▸ **What this task involves**: Identify each line in the material below that contains the word "framed", treating uppercase and lowercase letters as distinct, and copy every such line in full.

——————————

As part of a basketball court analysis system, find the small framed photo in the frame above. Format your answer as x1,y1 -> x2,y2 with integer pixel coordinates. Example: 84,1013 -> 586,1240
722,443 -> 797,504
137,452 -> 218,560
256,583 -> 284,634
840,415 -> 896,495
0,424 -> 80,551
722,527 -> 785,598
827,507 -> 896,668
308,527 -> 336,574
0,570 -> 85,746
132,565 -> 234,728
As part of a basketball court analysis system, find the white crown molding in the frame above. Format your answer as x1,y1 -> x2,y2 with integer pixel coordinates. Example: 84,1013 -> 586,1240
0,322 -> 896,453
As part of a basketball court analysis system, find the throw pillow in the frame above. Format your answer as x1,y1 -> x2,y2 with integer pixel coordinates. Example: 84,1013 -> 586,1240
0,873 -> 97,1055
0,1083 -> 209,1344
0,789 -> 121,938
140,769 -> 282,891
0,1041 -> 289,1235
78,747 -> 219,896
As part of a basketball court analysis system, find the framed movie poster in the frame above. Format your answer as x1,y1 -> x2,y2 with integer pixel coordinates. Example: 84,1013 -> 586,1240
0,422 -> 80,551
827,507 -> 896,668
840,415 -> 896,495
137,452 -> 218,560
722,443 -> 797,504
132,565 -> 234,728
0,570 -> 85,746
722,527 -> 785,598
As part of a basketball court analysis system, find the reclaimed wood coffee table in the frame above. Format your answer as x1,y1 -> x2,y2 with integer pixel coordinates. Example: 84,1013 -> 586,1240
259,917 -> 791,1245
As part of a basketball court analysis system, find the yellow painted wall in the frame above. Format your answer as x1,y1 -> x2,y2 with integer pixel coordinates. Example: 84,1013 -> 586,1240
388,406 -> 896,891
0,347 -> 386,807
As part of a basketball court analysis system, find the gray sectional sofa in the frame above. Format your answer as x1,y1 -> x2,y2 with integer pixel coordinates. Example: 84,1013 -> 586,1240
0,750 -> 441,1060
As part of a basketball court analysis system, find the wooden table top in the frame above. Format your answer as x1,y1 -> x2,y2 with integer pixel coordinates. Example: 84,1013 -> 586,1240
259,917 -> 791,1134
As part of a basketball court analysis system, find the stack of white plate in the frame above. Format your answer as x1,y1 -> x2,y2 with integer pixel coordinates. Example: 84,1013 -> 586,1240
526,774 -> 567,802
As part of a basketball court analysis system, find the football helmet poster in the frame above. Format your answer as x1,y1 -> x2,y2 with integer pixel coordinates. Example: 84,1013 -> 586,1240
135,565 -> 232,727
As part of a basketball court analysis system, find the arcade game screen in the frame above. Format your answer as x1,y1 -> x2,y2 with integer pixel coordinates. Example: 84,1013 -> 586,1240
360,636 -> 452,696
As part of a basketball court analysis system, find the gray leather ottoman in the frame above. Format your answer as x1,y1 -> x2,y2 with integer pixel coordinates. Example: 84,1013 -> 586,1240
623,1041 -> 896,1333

——————————

▸ **Solution to the exercise**:
As part of a basketball court analysis system, find the small framed photo in the frame above. Format your answer as x1,y1 -> x2,y2 with integer pixel coordinates. Example: 84,1013 -> 586,1240
As part of a basketball court analysis system, find the framed movie poster in the frame above. Format your answer as x1,y1 -> x2,y2 with integer pixel coordinates. Example: 84,1013 -> 586,1240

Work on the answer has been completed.